Short exercise 1
Which lines of the records contain the word "duck"? Return each of those lines.

Looking for RTH (return to home) and gyro units Troy Built Models popped up in my search results. It was hard not to notice the UAV's in stock especially since several were big $$$$. What really caught my attention is the engine size, in fact I double checked it.
UAV Penguin B
MTOW 47.4 lbs 21.5 kg
Empty Weight (excl. fuel and payload) 22.05 lbs 10 kg
Wing Span 10.83 ft 3.3 m
Length 7.45 ft 2.27 m
Powerplant 2.5 hp
Max Payload 22.05 lbs 10 kg

My calculator says the power to weight ratio is 19:1 which seems on the low side of low. Of course the UAV is blasted into the air with a compressed air launcher i.e. like a V1 buzz bomb . No ROG rise of ground take-offs are shown either. Since many of you have practical experience in this area, it appears with this pwr/weight a paved runway and rather long TO roll would be needed to get airborne?

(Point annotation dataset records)

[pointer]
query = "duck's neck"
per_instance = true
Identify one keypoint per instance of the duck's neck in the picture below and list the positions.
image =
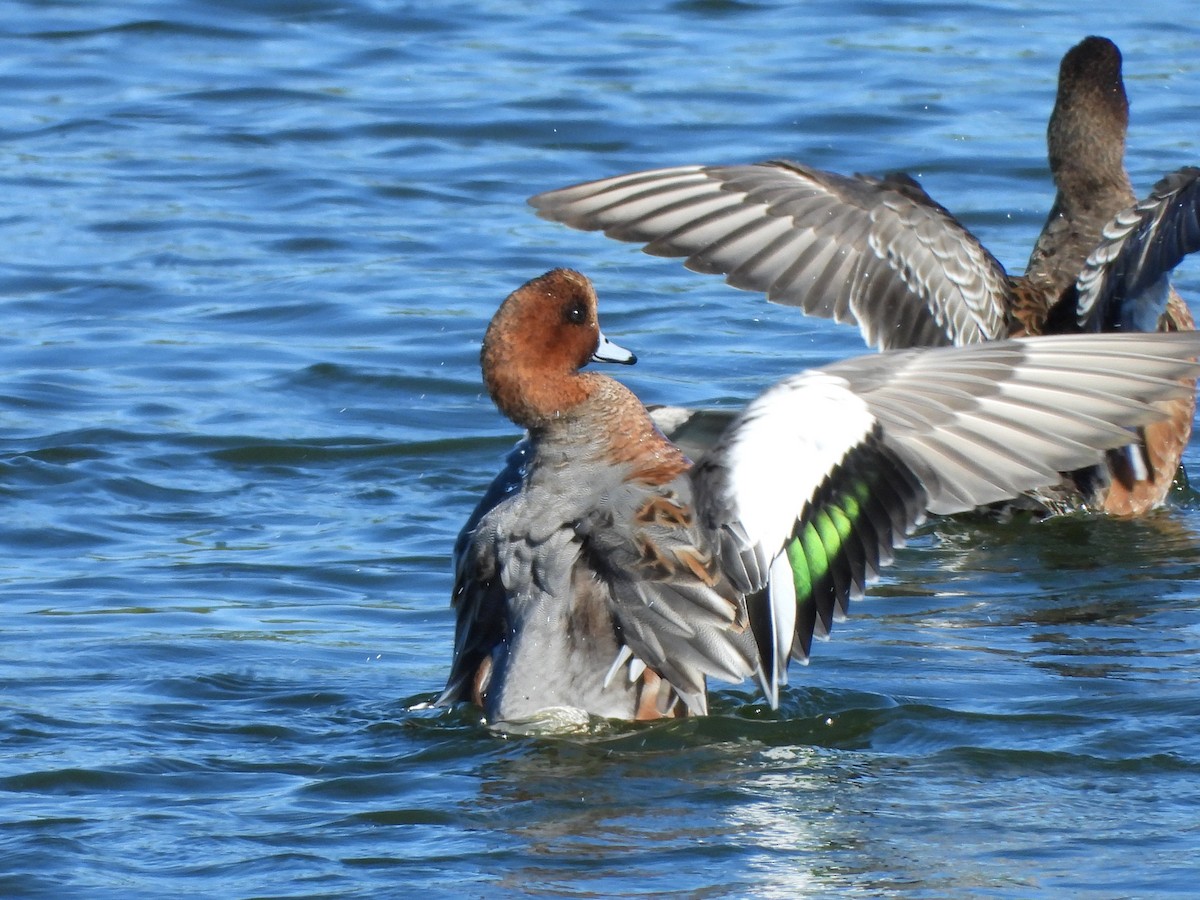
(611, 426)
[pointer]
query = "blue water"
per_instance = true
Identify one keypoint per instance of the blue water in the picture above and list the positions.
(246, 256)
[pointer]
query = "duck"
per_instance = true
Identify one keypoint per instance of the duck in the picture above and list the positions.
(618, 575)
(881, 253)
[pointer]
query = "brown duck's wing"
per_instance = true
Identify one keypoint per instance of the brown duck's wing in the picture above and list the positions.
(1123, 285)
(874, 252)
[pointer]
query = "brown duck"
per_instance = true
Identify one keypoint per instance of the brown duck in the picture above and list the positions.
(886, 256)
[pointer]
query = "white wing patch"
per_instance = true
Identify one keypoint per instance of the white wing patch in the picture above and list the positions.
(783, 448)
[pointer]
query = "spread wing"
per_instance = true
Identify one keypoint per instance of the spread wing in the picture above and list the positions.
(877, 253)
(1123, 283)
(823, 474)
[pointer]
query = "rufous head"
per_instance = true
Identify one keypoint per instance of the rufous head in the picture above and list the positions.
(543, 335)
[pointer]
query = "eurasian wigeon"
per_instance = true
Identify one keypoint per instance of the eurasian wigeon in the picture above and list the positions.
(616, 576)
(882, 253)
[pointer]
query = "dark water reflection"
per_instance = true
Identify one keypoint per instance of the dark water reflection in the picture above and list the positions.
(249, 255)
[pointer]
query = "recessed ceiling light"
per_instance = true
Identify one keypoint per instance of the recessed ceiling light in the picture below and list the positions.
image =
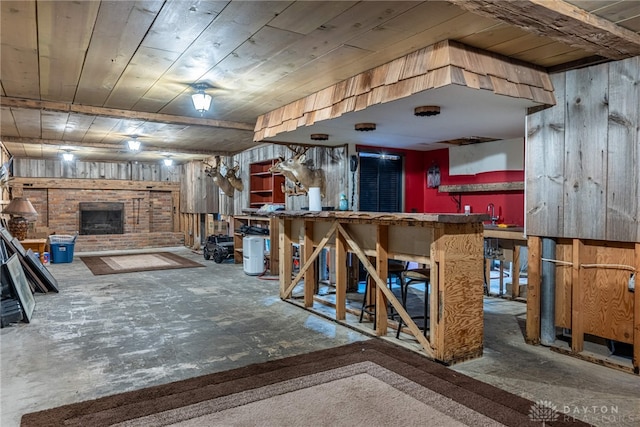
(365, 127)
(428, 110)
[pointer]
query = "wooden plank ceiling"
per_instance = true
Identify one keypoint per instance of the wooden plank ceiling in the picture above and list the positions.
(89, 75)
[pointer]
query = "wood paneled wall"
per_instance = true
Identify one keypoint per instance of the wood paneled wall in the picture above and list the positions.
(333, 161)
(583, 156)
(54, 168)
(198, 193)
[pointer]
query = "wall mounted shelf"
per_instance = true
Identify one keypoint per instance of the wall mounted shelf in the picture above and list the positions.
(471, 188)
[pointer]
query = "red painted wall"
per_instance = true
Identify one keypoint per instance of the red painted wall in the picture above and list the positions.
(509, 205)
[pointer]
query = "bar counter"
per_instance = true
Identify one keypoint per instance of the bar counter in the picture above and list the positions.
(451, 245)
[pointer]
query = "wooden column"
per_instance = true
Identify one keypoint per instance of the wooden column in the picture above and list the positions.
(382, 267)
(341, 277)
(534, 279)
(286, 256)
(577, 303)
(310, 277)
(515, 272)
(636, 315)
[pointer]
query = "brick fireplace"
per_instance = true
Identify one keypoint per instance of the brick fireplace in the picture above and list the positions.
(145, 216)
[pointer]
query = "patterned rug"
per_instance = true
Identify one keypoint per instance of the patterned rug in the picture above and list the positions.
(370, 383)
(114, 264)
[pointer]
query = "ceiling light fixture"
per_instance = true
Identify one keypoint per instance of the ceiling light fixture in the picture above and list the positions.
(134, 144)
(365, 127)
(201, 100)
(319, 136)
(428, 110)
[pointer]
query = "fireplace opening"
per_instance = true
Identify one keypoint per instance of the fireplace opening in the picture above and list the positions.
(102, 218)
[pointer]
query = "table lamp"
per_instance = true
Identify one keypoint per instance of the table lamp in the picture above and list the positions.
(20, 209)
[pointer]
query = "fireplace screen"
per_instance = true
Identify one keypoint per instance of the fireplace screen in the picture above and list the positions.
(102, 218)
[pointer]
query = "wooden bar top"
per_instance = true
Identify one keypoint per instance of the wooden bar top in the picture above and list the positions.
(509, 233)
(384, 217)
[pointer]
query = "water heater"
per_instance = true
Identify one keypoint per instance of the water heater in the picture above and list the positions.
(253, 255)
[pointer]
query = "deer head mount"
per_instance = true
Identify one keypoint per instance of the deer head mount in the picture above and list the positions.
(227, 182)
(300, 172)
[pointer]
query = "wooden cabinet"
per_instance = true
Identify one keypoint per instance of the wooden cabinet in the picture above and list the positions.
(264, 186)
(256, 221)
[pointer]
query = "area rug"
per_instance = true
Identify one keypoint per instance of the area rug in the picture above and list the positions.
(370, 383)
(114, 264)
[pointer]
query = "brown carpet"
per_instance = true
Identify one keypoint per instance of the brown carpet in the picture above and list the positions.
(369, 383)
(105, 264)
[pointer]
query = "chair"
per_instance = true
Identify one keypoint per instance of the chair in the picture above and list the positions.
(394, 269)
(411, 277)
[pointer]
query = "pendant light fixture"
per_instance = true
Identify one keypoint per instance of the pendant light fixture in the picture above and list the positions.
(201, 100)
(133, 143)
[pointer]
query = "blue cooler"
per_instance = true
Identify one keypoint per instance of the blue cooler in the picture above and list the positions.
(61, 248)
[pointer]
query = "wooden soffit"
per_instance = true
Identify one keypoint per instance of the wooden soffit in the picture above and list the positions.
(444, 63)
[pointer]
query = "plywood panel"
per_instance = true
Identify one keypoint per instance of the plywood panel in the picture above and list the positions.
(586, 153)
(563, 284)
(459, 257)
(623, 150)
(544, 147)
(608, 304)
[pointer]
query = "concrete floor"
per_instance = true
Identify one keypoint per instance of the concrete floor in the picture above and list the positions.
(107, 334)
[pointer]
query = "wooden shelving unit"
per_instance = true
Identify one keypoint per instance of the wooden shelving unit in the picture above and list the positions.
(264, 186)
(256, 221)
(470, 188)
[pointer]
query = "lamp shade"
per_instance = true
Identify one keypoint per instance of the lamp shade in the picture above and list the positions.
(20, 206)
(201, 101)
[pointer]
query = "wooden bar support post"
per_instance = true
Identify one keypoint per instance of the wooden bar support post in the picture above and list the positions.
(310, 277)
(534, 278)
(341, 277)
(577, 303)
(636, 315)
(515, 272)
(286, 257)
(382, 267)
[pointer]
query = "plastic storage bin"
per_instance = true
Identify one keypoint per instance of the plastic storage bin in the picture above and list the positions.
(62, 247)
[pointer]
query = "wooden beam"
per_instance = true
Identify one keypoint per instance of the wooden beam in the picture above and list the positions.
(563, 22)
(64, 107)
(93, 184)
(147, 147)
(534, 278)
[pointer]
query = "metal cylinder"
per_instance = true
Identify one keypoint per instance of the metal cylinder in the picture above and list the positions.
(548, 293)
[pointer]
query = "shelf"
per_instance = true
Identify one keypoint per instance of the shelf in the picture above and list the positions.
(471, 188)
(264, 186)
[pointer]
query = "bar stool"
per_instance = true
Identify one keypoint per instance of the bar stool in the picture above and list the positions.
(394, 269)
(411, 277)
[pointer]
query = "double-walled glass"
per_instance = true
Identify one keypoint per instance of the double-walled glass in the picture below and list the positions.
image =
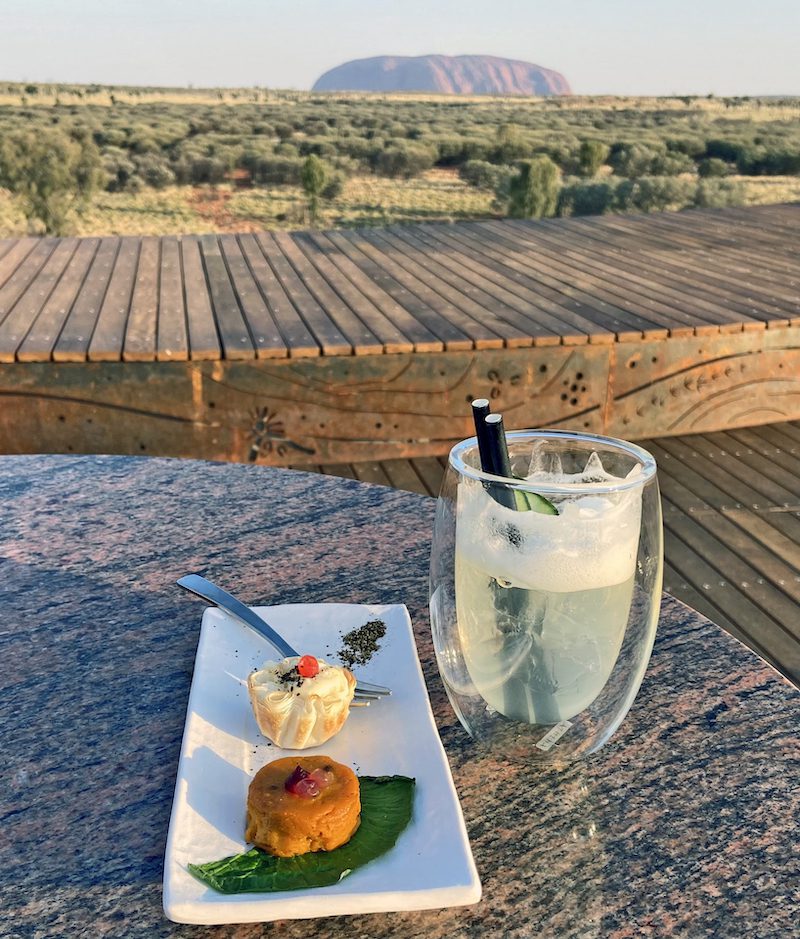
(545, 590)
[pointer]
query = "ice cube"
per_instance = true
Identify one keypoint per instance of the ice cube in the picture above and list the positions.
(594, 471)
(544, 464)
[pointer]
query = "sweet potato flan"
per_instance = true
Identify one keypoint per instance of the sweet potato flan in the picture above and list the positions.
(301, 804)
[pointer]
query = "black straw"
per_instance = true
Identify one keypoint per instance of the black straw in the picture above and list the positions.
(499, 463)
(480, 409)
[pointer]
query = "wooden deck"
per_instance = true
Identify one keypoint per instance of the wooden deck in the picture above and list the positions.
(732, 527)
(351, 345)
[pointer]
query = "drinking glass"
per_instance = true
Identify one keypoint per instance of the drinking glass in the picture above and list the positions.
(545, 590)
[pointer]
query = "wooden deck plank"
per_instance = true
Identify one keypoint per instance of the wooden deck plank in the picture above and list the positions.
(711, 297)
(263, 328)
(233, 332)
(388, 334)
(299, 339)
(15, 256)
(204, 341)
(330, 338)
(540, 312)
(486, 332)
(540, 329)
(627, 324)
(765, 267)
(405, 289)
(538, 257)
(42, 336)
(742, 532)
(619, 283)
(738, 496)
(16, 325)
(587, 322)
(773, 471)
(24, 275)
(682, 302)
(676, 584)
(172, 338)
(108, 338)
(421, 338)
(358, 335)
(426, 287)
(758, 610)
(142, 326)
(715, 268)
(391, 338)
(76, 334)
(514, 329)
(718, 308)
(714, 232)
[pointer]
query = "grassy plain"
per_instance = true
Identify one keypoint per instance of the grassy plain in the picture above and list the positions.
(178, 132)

Short exercise 2
What specification items does the post list under the UAV Penguin B heading? Name each one without its values.

Full answer 1
query = "duck's neck"
Identify one keypoint per instance of the duck's neck in the picture below and list the positions.
query = "duck"
Identify one keypoint per instance of the duck in the picture above and list the positions.
query = "brown duck's wing"
Identify one keypoint per instance of the brown duck's wing in the picture above and list the positions.
query = "brown duck"
Identify one keypoint per instance of the brown duck in the picture above and list the positions.

Full answer 2
MTOW
Empty Weight (excl. fuel and payload)
Wing Span
Length
Powerplant
Max Payload